#### Work required
Search the records for the string "below" and copy every line in which it appears.

#### Data to examine
──────────────────────────────

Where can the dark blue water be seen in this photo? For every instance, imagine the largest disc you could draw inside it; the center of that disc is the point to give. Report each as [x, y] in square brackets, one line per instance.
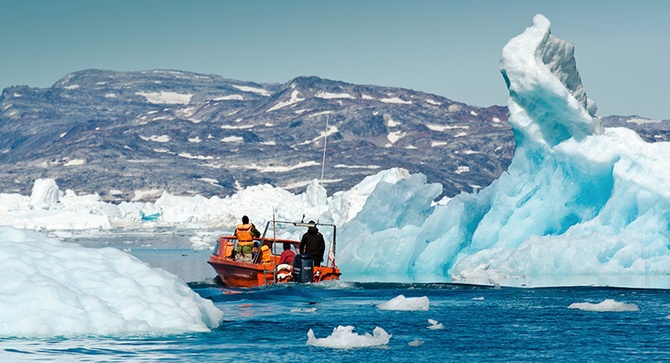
[481, 325]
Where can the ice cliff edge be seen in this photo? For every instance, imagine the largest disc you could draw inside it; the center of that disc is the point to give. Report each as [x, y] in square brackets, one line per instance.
[547, 101]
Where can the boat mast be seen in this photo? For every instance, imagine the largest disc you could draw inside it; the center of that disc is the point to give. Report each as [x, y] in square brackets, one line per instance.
[325, 142]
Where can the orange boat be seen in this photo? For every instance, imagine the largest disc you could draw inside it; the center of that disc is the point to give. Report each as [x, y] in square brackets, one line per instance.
[262, 267]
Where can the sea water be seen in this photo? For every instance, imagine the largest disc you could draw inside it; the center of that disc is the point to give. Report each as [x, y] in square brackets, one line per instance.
[460, 323]
[480, 324]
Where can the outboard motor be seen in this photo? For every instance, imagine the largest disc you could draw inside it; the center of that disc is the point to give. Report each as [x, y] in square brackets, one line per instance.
[303, 268]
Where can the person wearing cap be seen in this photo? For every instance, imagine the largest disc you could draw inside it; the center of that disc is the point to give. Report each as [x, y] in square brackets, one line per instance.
[245, 234]
[312, 243]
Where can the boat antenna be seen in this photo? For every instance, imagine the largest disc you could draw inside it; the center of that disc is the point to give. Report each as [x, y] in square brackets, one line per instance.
[323, 160]
[325, 143]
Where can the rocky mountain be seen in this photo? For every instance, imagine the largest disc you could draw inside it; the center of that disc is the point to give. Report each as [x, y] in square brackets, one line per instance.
[131, 135]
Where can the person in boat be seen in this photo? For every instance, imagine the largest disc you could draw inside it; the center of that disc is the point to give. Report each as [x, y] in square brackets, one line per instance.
[287, 256]
[245, 234]
[312, 243]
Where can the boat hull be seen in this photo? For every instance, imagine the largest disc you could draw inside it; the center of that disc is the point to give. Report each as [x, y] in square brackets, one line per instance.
[239, 273]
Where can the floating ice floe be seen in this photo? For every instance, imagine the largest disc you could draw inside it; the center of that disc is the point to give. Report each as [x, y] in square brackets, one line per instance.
[49, 288]
[344, 337]
[401, 302]
[607, 305]
[434, 325]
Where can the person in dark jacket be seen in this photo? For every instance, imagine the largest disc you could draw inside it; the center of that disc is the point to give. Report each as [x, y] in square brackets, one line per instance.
[312, 243]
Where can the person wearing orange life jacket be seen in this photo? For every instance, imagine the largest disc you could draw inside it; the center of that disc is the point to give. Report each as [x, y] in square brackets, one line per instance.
[245, 234]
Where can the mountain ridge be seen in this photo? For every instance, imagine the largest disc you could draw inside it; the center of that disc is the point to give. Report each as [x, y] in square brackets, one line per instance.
[131, 135]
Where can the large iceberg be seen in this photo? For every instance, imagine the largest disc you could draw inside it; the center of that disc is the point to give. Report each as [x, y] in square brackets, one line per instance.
[577, 199]
[579, 203]
[50, 288]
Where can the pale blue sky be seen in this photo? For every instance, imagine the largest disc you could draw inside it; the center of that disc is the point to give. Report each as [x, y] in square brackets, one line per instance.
[448, 48]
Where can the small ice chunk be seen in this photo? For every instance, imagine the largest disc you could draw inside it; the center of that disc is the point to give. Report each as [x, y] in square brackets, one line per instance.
[401, 302]
[607, 305]
[344, 337]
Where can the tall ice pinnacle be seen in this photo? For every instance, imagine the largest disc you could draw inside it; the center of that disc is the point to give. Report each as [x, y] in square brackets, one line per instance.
[547, 101]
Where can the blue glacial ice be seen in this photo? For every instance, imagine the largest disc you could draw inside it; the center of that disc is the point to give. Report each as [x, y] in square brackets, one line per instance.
[577, 200]
[579, 203]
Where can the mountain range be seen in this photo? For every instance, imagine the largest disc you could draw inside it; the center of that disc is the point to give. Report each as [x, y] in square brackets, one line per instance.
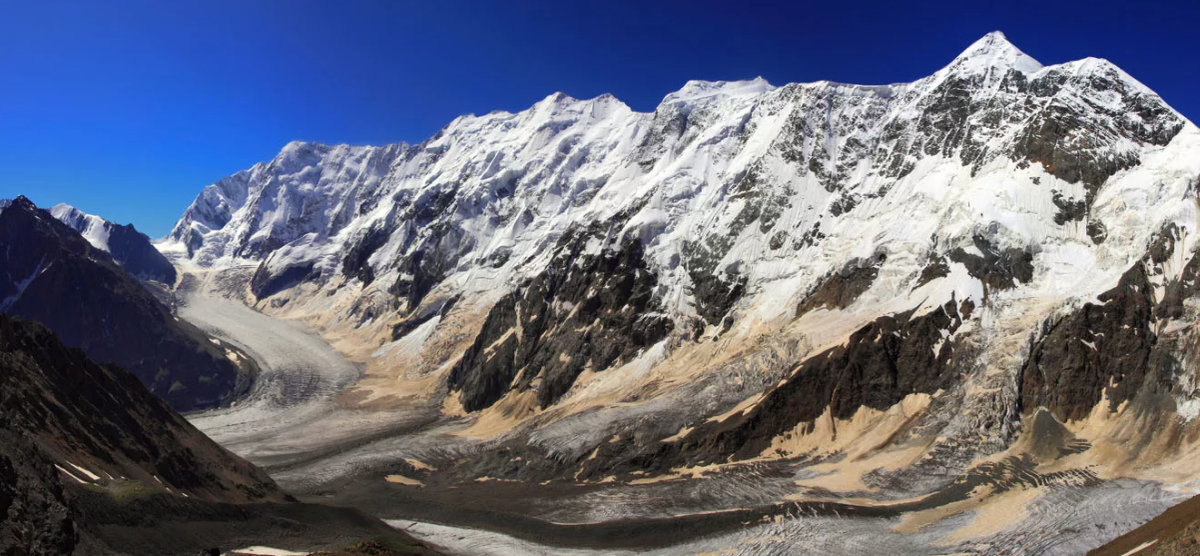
[961, 309]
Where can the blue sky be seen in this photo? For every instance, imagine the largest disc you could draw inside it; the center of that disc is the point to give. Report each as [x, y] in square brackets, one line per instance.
[129, 108]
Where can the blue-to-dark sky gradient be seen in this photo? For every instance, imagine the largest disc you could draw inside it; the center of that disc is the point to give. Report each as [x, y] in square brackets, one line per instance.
[129, 108]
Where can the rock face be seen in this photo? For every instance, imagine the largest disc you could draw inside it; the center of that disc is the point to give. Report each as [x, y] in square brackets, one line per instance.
[127, 246]
[93, 462]
[587, 311]
[55, 276]
[797, 251]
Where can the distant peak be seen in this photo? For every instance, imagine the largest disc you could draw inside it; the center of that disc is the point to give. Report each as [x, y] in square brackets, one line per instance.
[994, 51]
[697, 89]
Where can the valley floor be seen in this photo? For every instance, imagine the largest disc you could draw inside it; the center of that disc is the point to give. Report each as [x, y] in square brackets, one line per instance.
[294, 425]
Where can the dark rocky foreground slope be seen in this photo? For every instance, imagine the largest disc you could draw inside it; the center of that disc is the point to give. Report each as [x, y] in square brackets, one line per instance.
[127, 246]
[51, 274]
[1176, 532]
[93, 462]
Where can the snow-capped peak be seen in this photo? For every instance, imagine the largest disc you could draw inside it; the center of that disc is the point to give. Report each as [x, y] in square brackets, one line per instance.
[697, 89]
[94, 228]
[994, 51]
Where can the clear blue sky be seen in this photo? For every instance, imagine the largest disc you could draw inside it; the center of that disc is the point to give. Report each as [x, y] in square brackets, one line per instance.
[129, 108]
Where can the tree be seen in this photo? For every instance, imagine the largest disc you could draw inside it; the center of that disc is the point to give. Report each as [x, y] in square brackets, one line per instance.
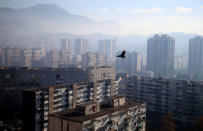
[167, 123]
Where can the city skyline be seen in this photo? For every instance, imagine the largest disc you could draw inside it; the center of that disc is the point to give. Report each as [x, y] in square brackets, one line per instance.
[133, 17]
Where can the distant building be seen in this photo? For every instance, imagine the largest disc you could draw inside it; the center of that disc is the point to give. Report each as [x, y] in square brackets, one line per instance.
[37, 57]
[131, 64]
[67, 45]
[39, 102]
[108, 47]
[195, 58]
[53, 59]
[100, 73]
[180, 63]
[8, 56]
[183, 99]
[160, 55]
[27, 57]
[93, 59]
[76, 60]
[13, 80]
[114, 114]
[64, 58]
[80, 46]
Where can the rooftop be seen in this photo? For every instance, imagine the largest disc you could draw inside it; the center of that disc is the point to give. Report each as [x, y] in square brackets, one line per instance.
[72, 115]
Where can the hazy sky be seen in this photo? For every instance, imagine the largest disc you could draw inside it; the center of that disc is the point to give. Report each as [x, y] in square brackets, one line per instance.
[135, 16]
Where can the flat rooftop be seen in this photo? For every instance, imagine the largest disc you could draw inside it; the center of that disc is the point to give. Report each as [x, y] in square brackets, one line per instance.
[72, 115]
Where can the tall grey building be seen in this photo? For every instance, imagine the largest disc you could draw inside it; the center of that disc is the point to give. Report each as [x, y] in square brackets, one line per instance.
[131, 64]
[107, 47]
[195, 59]
[183, 99]
[67, 45]
[80, 46]
[160, 55]
[38, 103]
[93, 59]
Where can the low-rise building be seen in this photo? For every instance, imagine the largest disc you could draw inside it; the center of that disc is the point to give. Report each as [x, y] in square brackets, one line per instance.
[183, 99]
[115, 113]
[39, 102]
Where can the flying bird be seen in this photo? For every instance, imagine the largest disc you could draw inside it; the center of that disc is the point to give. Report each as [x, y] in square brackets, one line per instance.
[122, 55]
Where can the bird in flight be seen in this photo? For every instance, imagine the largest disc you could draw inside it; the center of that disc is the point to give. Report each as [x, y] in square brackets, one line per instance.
[122, 55]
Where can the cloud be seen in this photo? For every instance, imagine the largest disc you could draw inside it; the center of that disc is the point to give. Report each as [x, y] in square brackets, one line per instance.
[104, 10]
[119, 9]
[183, 10]
[153, 10]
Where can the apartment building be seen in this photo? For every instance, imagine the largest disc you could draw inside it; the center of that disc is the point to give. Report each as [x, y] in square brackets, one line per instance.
[115, 113]
[39, 102]
[183, 99]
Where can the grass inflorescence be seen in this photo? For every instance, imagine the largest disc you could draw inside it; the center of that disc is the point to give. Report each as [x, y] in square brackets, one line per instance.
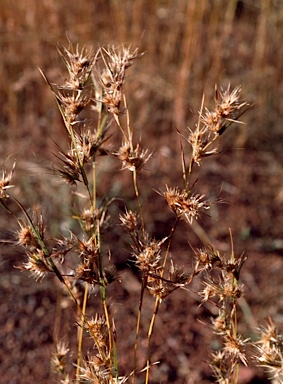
[94, 86]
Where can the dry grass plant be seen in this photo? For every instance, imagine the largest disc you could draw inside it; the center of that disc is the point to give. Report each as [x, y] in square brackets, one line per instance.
[95, 82]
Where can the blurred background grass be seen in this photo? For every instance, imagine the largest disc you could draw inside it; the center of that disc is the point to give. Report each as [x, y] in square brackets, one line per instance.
[190, 45]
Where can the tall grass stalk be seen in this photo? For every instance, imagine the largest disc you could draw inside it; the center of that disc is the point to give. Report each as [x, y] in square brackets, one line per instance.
[95, 85]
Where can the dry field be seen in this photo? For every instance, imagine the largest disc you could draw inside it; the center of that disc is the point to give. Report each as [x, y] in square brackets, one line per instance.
[189, 47]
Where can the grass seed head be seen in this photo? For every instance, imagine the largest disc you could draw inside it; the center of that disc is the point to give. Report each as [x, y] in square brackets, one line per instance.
[5, 182]
[36, 264]
[184, 203]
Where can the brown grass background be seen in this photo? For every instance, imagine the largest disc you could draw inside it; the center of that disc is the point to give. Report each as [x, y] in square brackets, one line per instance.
[190, 46]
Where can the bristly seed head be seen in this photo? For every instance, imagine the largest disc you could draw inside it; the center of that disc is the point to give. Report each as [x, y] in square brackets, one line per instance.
[36, 264]
[5, 182]
[184, 203]
[132, 159]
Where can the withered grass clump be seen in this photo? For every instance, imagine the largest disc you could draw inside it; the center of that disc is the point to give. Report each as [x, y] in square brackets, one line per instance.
[95, 86]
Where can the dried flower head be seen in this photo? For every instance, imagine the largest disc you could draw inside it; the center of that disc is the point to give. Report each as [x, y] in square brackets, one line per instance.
[26, 237]
[184, 203]
[79, 65]
[129, 221]
[113, 76]
[5, 182]
[234, 346]
[270, 351]
[228, 109]
[132, 159]
[148, 259]
[36, 264]
[59, 357]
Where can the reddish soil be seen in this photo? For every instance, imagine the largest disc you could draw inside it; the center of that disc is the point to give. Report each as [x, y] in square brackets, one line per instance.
[252, 186]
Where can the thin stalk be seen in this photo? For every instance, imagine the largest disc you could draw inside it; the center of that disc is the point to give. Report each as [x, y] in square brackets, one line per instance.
[157, 303]
[80, 334]
[144, 283]
[150, 331]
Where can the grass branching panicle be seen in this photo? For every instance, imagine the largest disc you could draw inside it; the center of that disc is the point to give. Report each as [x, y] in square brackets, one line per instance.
[94, 110]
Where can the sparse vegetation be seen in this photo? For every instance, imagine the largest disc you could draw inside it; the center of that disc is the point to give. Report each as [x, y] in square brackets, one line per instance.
[113, 216]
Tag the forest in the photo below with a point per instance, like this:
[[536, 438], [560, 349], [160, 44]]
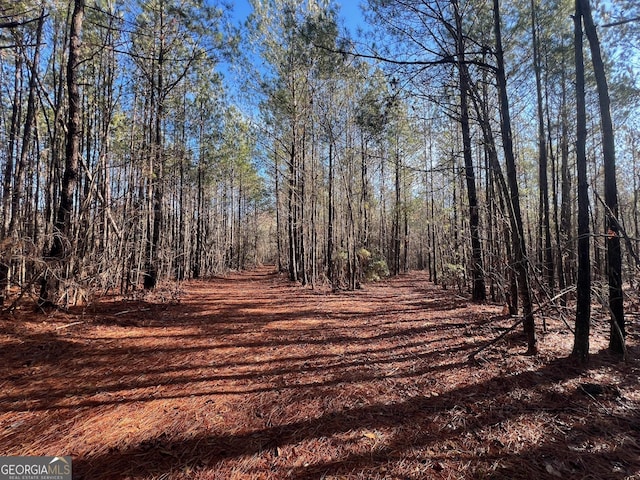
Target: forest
[[163, 161]]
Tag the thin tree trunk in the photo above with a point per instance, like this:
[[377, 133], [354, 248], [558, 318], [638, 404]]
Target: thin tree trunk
[[614, 254], [520, 249], [63, 220], [479, 293], [545, 234], [583, 286]]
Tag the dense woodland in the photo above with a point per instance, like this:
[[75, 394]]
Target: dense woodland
[[493, 144]]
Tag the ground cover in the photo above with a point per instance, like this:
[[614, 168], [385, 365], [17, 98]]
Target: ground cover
[[252, 377]]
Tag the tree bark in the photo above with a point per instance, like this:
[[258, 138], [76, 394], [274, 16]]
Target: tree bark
[[614, 254], [583, 286], [519, 242], [479, 293], [63, 219]]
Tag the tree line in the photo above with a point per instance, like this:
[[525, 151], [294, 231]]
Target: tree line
[[474, 139]]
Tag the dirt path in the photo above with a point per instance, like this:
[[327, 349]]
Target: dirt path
[[252, 377]]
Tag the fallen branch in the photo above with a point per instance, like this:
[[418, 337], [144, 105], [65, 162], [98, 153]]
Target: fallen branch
[[69, 325]]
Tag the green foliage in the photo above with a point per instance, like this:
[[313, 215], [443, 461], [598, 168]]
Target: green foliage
[[374, 267]]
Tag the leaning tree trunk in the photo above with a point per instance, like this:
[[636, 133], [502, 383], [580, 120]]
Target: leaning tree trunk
[[583, 286], [614, 255], [479, 293], [545, 227], [519, 242], [63, 219]]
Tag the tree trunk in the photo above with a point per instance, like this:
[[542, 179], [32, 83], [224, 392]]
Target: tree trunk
[[583, 286], [614, 255], [63, 219], [479, 293], [545, 234], [519, 242]]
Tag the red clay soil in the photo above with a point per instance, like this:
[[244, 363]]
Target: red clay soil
[[252, 377]]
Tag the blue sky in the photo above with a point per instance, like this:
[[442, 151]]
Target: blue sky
[[350, 12]]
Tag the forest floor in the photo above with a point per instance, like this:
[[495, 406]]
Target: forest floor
[[252, 377]]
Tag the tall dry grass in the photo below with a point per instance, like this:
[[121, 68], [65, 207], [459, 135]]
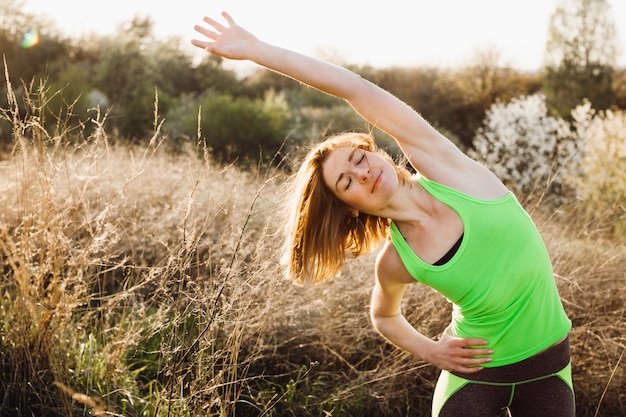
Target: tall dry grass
[[138, 281]]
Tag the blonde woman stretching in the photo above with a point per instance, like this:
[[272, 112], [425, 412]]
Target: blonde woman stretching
[[454, 227]]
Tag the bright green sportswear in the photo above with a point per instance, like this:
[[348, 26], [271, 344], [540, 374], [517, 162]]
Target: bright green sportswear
[[500, 280]]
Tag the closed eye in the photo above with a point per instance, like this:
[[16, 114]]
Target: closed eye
[[359, 162]]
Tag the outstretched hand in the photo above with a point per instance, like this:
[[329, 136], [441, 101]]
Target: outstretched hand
[[459, 355], [229, 41]]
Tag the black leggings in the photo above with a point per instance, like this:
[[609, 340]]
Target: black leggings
[[536, 387]]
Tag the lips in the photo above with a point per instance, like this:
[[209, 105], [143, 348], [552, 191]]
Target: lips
[[377, 181]]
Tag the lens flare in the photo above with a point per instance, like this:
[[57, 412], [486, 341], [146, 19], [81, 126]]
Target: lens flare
[[30, 38]]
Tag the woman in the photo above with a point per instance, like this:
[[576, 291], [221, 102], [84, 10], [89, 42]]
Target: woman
[[455, 227]]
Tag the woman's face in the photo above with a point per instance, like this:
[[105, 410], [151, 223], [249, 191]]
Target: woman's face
[[362, 179]]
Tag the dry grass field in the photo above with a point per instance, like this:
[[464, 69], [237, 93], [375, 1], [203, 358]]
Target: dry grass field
[[139, 281]]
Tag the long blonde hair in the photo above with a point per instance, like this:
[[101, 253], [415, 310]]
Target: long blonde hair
[[321, 228]]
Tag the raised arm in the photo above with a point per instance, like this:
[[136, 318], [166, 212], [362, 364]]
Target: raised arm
[[427, 150]]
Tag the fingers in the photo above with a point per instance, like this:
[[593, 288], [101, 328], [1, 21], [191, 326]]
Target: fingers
[[229, 19], [217, 25], [466, 355], [206, 32]]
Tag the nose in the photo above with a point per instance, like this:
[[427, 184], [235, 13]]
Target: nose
[[363, 174]]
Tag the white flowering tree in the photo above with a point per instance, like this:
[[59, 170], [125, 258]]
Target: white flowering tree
[[603, 179], [527, 148]]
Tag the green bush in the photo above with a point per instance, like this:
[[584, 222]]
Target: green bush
[[241, 128]]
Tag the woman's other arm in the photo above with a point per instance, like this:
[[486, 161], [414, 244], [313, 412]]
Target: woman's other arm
[[429, 152], [450, 353]]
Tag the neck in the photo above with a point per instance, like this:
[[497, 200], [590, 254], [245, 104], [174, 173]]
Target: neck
[[411, 205]]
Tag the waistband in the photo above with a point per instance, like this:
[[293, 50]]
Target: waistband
[[550, 361]]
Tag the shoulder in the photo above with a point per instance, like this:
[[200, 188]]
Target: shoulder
[[389, 267]]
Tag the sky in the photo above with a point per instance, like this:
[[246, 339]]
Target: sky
[[365, 32]]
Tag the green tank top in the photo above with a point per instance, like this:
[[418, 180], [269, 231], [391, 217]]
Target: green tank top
[[500, 280]]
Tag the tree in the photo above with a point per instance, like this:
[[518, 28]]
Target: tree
[[580, 56], [527, 148]]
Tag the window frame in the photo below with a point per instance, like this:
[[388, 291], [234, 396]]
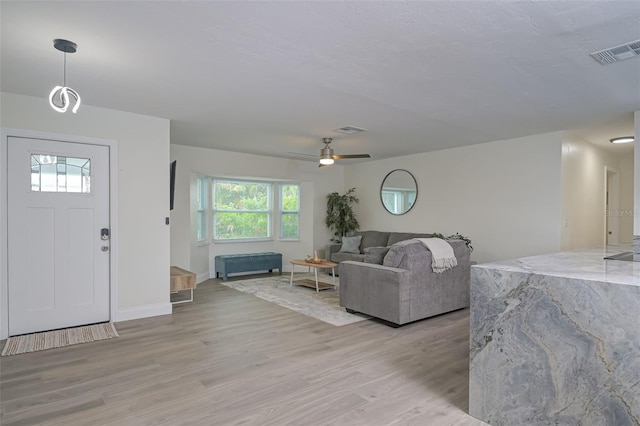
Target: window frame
[[202, 209], [268, 212], [283, 212]]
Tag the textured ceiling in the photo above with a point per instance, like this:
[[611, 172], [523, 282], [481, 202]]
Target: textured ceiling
[[276, 77]]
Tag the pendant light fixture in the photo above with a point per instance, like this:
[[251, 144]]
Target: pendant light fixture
[[59, 97]]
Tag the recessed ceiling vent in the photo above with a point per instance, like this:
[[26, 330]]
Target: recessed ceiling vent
[[349, 130], [618, 53]]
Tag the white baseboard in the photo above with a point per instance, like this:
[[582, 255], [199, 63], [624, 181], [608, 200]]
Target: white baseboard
[[145, 311]]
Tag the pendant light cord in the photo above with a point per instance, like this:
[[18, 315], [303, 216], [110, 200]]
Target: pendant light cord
[[64, 70]]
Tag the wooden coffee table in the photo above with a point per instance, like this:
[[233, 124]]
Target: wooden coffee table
[[310, 283]]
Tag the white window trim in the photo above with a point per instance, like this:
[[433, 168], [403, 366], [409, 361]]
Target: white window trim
[[275, 213]]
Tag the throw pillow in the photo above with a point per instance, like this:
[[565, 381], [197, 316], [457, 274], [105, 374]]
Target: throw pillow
[[351, 244], [375, 254]]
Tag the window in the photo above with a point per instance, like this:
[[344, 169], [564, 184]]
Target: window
[[54, 173], [202, 204], [241, 210], [289, 211]]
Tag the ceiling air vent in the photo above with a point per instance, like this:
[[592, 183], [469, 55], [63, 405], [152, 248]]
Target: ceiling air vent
[[618, 53], [349, 130]]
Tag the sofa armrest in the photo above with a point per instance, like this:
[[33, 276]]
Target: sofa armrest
[[330, 249], [377, 290]]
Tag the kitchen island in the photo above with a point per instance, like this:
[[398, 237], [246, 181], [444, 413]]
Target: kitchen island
[[555, 339]]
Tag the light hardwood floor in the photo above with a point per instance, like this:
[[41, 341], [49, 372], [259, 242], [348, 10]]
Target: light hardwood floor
[[230, 358]]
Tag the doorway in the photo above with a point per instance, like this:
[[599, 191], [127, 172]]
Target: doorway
[[612, 205], [59, 239]]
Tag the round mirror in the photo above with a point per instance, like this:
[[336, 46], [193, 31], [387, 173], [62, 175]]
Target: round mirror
[[399, 191]]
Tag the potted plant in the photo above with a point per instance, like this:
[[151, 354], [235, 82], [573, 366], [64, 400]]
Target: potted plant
[[341, 219]]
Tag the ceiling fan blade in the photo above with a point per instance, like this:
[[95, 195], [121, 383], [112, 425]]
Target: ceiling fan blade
[[338, 157], [300, 153]]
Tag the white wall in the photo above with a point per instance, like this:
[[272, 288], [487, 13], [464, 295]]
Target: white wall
[[636, 190], [504, 195], [625, 219], [316, 184], [584, 192], [143, 192]]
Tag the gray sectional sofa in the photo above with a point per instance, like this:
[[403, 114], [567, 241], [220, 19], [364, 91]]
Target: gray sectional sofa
[[369, 239], [397, 284]]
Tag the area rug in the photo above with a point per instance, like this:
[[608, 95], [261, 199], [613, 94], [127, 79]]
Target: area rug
[[58, 338], [324, 305]]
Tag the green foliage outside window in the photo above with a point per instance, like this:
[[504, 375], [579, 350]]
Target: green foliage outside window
[[290, 207], [242, 209]]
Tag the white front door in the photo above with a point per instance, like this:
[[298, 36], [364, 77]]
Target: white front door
[[58, 260]]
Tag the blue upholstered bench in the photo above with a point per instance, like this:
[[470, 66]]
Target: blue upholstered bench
[[247, 262]]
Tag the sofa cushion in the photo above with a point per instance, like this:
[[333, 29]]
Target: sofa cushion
[[395, 258], [375, 254], [396, 237], [373, 239], [351, 244], [341, 257]]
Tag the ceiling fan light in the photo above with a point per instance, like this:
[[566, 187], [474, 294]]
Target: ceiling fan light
[[623, 139]]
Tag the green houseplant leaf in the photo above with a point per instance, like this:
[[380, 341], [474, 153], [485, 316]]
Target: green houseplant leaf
[[340, 218]]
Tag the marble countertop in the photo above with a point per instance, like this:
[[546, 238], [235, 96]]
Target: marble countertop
[[585, 264]]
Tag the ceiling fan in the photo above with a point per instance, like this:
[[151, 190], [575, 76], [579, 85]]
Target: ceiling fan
[[327, 157]]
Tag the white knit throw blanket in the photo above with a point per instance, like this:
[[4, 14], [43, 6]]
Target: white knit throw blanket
[[441, 253]]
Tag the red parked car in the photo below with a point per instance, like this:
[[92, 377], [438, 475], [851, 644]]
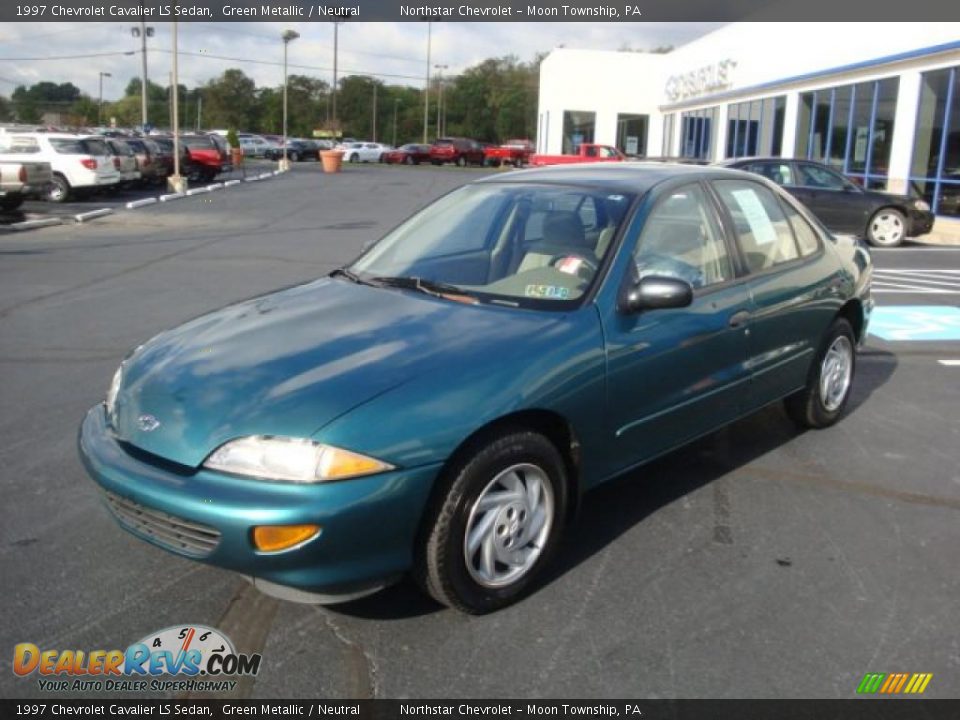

──────────────────────────────

#### Task output
Tag the forest in the photo below with a point per instance, like this:
Tag the tall dry grass in the photo below with a point per instance, like this:
Tag the window frame in the photo below with a point per instance, like this:
Tag the red parked car in the photo below with a point per instance, like this:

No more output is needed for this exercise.